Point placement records
##############################

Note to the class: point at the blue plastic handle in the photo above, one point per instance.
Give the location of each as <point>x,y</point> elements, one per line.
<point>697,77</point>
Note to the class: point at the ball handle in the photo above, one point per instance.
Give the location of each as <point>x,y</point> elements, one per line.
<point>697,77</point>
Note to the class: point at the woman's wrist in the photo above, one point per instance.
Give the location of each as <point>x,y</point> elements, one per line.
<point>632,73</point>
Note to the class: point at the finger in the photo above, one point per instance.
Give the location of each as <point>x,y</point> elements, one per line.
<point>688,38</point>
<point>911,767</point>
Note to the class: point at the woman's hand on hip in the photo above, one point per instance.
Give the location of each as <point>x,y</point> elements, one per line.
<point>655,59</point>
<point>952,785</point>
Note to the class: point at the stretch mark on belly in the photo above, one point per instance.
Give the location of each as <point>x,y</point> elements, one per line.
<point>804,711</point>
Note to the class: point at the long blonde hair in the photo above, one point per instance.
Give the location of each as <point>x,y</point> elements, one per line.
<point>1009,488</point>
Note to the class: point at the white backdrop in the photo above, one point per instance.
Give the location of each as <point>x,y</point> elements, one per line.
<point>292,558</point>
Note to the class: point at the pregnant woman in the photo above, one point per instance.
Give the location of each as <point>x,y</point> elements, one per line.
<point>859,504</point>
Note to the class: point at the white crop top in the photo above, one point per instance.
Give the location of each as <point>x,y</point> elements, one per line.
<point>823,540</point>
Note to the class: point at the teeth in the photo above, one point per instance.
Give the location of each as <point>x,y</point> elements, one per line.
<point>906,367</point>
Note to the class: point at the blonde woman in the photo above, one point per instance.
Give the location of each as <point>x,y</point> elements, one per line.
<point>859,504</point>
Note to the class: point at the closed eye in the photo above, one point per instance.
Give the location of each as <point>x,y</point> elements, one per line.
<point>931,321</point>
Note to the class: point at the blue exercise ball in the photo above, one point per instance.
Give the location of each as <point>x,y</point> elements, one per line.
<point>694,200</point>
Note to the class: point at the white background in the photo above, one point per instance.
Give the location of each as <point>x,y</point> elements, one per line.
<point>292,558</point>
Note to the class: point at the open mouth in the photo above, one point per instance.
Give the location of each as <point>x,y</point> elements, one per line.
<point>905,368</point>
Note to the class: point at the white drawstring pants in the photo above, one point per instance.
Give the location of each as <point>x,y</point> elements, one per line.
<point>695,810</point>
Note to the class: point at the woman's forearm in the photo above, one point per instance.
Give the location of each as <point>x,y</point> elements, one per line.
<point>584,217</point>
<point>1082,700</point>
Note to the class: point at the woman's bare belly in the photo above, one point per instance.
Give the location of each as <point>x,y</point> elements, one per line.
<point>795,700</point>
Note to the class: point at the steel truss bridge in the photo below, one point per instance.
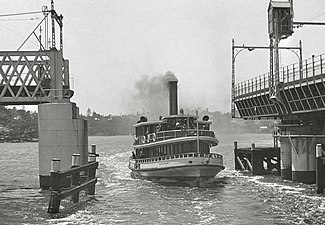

##############################

Set problem: Please arrange all of the data above as a numbered list, skipping any blank lines and leaving the pictures out.

In response:
1. Note to the class: point at the blue plastic handle in the photo above, one point per instance.
2. Give the location of each as <point>x,y</point> elements, one per line.
3. <point>697,77</point>
4. Note to the class: point at the ball handle in the photo above, one point per instance.
5. Give the location of each as <point>x,y</point> elements, one per line.
6. <point>697,77</point>
7. Note to the class: point at the woman's wrist in the photo above, one point per instance.
8. Give the location of each as <point>x,y</point> elements, one per line.
9. <point>632,73</point>
10. Note to the class: point at the finger in the photo above, one point per instance.
11. Give the location of each as <point>x,y</point> elements, one per line.
12. <point>688,38</point>
13. <point>911,767</point>
14. Note to the class: point at the woman's hand on hip in the photo above, one point per instance.
15. Give the location of each as <point>x,y</point> elements, one per line.
16. <point>655,59</point>
17. <point>952,785</point>
18. Note to the class: point at the stretch mark on belly in the photo above, one point per instance.
19. Give the location of each as <point>x,y</point> elements, one per line.
20. <point>804,711</point>
21. Note to the class: point at the long blonde hair in the photo above, one point per instance.
22. Give the location of each as <point>x,y</point> elements, one per line.
23. <point>1009,488</point>
24. Note to the class: point at the white backdrop in the photo above, one point per instance.
25. Give the location of each as <point>x,y</point> elements, one per line.
26. <point>292,558</point>
27. Note to the class: point at the pregnant woman in the photo above, one point per instance.
28. Give the location of each as <point>x,y</point> elements, one per line.
29. <point>859,504</point>
30. Note to the class: point at the white crop top in the photo above, one point per instance.
31. Give the location of each as <point>x,y</point> elements, one per line.
32. <point>823,540</point>
33. Note to the class: point at the teeth in the photo above, one point per instance.
34. Give the location of each as <point>x,y</point> elements, one per line.
35. <point>906,367</point>
36. Note to the class: point at the blonde woman in the photo above, one point per instance.
37. Give the location of each as <point>x,y</point> elements, one per line.
38. <point>859,504</point>
39. Note to the class: point at the closed eye in the photo above, one point per instance.
40. Give the location of each as <point>x,y</point> elements, one per line.
41. <point>931,321</point>
42. Note to the class: point at the blue exercise ball in the photo above, one point per instance.
43. Give the location of each as <point>x,y</point> elements, one per line.
44. <point>694,200</point>
45. Note to the class: point at the white background in the photo above, one point per instance.
46. Give the location of each as <point>x,y</point> elements, one per line.
47. <point>292,558</point>
48. Note to the class: point at the open mouth in the photo above, one point per instance.
49. Give the location of each as <point>x,y</point> elements, one per line.
50. <point>905,368</point>
51. Note to the class: point at the white drawstring pants in the photo above, one point per instance.
52. Give the location of each as <point>x,y</point> elements, one per line.
53. <point>695,810</point>
54. Note to the class: point at the woman's forearm in the photo above, one point per instance.
55. Give the location of each as <point>x,y</point> elements, one per line.
56. <point>584,217</point>
57. <point>1082,700</point>
58. Note to the class: point at the woman's bare belly in the photo above, one point per instance.
59. Give the location of each as <point>x,y</point> elements, one per line.
60. <point>795,700</point>
61. Note to the class: point at the steel truss bridge in the photo below, one point per instance.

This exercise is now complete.